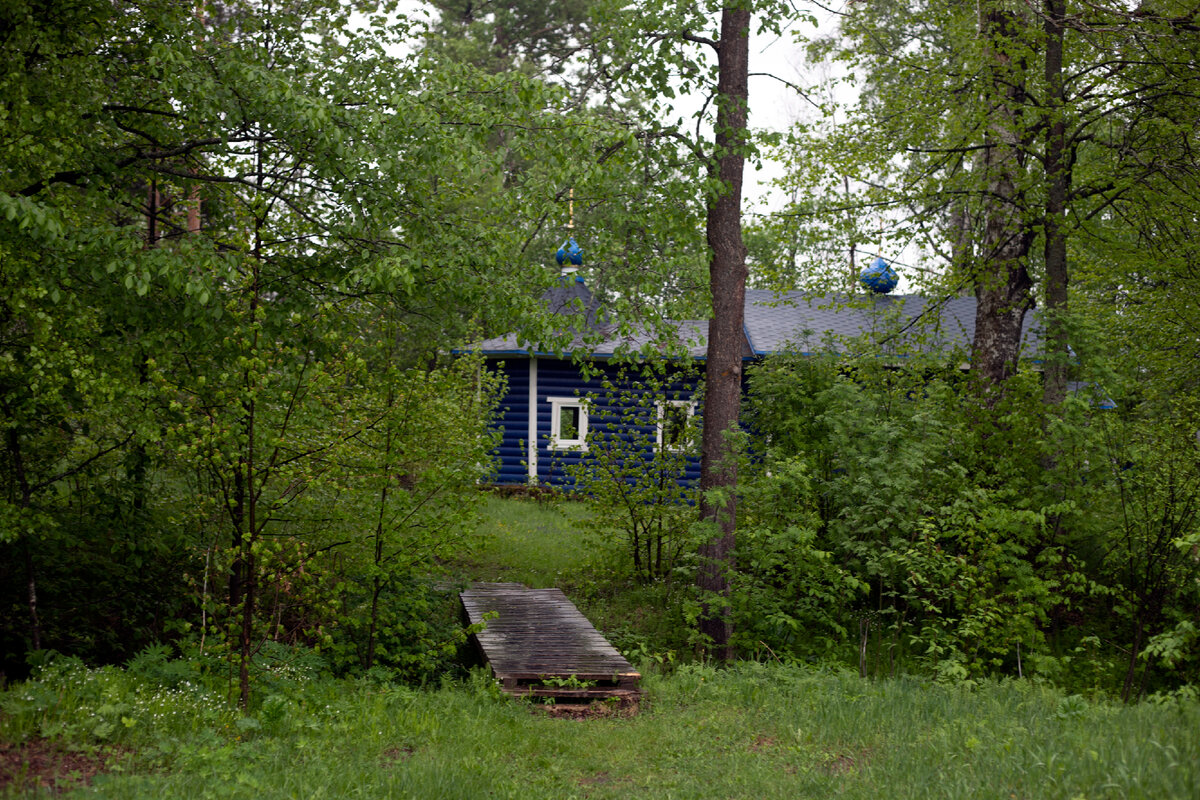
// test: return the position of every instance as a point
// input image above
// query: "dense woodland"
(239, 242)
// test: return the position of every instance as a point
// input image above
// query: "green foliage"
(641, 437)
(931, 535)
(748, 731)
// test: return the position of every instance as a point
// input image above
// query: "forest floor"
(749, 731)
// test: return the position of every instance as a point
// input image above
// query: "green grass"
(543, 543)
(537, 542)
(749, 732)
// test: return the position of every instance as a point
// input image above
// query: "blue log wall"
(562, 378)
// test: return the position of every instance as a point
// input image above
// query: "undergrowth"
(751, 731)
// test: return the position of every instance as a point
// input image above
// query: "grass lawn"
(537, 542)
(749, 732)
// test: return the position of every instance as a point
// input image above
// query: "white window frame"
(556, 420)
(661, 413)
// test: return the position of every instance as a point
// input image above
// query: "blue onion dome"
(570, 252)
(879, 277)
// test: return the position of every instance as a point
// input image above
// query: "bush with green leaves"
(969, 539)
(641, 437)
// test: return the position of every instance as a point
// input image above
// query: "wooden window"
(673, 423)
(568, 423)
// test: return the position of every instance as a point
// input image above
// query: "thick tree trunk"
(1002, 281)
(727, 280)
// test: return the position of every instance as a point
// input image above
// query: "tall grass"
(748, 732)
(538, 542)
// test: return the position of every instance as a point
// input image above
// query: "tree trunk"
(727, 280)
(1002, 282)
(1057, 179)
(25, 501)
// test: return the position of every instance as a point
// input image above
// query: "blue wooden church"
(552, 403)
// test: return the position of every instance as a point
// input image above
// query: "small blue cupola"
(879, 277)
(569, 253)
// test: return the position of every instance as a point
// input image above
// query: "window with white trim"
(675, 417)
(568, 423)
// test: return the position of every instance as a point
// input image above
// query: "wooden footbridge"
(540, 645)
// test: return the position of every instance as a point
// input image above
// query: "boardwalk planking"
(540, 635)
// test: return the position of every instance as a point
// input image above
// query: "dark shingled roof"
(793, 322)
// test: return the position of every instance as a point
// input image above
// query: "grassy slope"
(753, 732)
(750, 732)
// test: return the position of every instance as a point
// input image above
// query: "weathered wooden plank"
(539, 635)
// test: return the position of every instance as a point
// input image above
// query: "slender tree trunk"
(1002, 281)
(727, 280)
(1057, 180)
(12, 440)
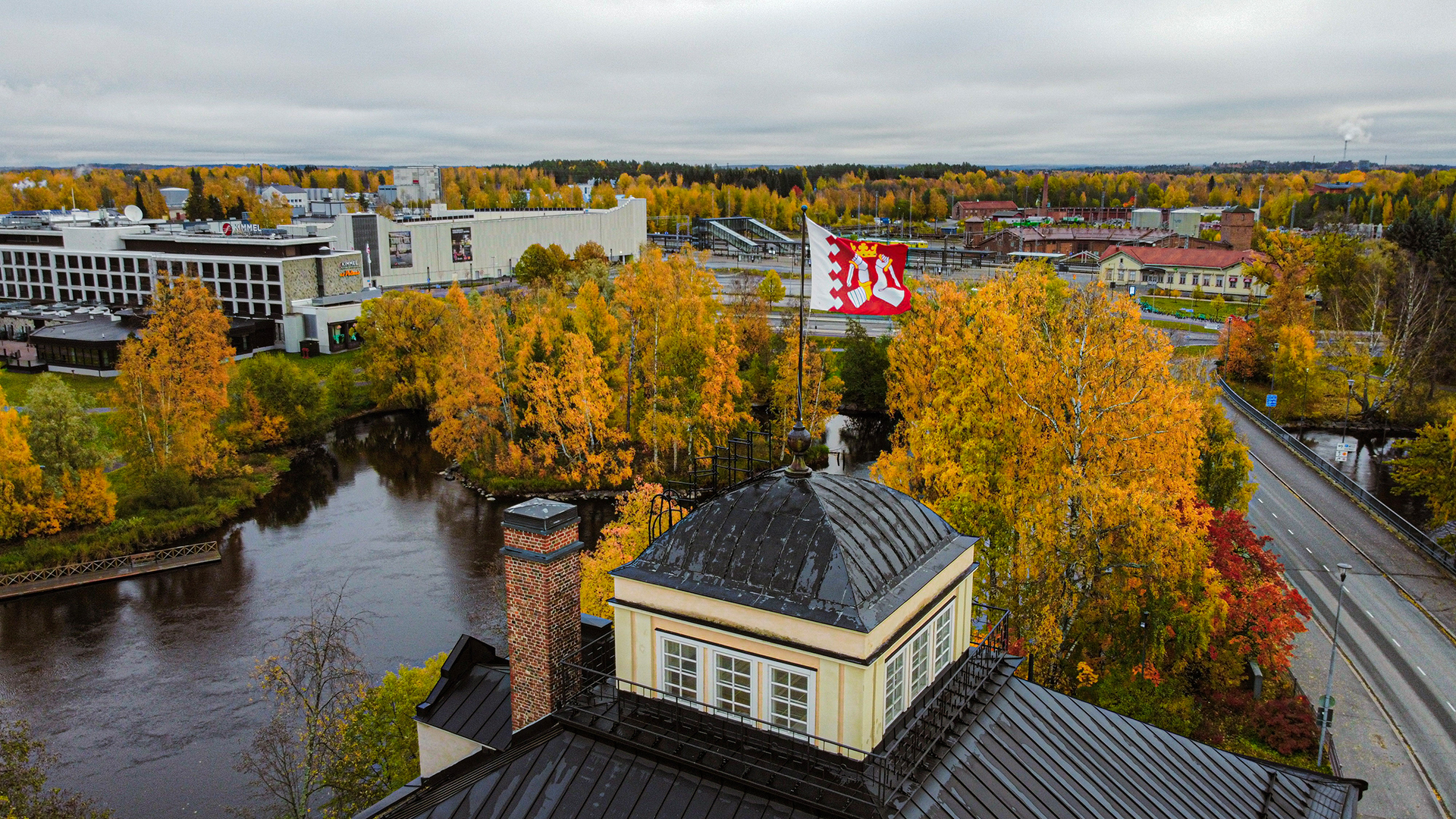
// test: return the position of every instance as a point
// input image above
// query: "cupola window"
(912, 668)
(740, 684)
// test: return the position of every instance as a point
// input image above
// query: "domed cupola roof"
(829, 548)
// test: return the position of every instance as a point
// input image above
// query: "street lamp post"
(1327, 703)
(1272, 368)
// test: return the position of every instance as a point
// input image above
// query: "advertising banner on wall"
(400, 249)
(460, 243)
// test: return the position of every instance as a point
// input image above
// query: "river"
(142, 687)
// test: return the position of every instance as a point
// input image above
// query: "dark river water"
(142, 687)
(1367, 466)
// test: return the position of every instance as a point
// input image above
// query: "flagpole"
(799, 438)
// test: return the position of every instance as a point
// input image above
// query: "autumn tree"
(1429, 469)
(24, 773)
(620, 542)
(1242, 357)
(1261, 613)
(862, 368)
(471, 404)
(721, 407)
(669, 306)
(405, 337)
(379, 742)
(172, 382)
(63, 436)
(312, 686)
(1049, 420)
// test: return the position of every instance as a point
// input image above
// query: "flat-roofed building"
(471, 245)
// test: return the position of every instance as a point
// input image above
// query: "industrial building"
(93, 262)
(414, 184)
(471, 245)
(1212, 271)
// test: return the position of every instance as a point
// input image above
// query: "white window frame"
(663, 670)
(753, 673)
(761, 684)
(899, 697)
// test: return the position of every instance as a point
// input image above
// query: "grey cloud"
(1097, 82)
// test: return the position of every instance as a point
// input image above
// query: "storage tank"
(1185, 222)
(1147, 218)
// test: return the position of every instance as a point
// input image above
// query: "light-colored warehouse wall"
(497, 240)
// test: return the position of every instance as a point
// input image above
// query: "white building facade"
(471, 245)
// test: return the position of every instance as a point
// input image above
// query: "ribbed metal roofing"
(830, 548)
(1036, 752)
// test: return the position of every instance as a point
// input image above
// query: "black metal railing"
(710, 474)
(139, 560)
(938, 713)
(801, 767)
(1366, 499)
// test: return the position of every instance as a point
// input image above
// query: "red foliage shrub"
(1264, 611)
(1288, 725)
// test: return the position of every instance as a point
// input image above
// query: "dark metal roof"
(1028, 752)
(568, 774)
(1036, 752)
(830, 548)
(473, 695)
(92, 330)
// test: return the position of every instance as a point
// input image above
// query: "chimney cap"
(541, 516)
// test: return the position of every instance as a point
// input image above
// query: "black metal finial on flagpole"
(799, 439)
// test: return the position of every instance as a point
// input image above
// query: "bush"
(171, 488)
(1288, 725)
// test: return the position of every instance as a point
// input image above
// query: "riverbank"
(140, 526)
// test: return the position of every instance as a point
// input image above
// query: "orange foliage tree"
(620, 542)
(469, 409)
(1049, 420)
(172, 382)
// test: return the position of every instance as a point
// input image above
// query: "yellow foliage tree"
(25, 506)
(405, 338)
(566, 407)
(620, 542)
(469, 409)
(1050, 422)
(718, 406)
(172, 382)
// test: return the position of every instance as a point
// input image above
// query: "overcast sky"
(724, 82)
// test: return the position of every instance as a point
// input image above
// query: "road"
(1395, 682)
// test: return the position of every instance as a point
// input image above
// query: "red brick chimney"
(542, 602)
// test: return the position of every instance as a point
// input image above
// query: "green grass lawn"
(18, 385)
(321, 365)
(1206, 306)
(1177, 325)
* * *
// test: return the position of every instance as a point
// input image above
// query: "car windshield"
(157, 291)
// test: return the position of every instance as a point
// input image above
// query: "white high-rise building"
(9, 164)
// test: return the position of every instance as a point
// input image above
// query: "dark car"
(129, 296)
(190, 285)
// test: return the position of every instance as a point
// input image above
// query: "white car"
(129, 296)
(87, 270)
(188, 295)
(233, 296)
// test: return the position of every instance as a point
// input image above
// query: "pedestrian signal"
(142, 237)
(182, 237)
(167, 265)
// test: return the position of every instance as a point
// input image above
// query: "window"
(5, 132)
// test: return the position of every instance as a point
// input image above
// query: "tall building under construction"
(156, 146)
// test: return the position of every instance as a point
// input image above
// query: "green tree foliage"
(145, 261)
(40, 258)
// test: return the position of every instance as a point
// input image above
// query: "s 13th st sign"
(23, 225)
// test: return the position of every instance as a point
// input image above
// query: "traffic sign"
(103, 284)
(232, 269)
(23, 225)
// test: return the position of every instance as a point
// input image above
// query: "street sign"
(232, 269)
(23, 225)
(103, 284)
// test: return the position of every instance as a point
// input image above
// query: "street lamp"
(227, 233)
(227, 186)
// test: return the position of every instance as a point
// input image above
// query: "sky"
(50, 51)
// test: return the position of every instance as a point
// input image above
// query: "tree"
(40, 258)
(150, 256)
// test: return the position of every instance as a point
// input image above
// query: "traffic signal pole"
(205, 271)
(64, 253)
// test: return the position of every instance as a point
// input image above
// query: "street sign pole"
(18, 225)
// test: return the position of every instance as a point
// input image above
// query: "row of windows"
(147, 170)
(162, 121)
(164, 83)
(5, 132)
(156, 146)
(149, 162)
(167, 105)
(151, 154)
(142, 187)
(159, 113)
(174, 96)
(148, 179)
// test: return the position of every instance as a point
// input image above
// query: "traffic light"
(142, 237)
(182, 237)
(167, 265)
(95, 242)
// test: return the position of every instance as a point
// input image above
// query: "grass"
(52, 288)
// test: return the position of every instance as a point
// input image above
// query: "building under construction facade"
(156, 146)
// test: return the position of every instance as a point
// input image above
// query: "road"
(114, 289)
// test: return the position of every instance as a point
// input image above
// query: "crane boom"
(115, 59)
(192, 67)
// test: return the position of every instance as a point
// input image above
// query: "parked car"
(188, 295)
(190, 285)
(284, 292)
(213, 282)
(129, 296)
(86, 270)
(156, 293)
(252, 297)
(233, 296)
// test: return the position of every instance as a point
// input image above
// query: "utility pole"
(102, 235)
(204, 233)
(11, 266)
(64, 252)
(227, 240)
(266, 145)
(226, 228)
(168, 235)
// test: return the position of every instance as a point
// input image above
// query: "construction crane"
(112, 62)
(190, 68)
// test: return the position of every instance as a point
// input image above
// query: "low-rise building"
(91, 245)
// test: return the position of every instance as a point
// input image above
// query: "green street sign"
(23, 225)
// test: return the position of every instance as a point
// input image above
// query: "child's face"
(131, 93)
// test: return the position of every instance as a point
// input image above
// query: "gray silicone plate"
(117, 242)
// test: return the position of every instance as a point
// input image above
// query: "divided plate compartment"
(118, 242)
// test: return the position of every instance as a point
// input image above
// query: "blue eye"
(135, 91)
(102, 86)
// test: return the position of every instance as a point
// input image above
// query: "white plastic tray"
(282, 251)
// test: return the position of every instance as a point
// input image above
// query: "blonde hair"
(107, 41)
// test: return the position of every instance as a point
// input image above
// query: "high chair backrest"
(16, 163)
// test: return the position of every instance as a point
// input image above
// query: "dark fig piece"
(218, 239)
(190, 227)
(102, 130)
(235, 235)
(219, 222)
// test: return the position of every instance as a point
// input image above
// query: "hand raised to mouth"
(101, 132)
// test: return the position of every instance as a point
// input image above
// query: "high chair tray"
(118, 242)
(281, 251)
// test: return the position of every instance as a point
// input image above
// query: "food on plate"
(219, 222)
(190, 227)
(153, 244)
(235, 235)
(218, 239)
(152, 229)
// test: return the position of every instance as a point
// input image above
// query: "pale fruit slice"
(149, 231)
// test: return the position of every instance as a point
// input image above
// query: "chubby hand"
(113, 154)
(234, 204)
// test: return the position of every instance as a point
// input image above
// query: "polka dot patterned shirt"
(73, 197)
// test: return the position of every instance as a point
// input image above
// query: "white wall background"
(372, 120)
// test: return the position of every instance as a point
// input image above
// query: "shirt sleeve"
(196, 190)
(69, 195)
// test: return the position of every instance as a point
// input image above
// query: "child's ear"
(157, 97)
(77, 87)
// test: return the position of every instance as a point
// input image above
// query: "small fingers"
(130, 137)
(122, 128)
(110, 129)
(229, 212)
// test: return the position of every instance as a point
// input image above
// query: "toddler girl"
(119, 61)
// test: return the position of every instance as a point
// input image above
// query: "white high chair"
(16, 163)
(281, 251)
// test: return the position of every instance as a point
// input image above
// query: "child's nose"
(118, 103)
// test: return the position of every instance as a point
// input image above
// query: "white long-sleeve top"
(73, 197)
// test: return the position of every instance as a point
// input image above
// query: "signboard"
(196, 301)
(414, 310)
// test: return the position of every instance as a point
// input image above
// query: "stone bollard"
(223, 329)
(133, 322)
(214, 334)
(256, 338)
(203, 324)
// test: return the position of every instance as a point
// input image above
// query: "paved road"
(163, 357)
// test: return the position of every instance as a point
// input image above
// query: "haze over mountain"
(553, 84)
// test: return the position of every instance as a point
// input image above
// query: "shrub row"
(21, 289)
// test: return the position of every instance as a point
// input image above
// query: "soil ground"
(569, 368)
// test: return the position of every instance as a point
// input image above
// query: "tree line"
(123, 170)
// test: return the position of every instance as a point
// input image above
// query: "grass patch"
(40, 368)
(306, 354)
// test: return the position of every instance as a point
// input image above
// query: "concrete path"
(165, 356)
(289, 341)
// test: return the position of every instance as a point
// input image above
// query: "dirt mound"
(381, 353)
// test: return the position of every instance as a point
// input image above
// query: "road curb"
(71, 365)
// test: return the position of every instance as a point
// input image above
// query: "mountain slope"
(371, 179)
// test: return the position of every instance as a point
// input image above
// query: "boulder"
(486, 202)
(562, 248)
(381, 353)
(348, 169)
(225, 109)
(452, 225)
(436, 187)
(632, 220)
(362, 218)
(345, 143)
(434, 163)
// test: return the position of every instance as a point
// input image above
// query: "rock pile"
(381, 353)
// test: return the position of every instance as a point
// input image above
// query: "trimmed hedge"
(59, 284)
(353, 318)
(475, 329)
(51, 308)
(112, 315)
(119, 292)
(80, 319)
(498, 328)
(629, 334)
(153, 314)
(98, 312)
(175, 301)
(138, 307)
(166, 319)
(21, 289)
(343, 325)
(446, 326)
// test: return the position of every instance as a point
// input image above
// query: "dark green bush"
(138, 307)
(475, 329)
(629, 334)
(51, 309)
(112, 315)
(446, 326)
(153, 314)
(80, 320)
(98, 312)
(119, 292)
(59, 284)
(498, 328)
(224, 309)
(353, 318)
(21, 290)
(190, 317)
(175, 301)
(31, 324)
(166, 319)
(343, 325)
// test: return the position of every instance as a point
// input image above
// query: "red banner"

▶ What is asked:
How many lines in the items above contain the word "mountain"? Reply with the number alone.

▶ Exercise solution:
2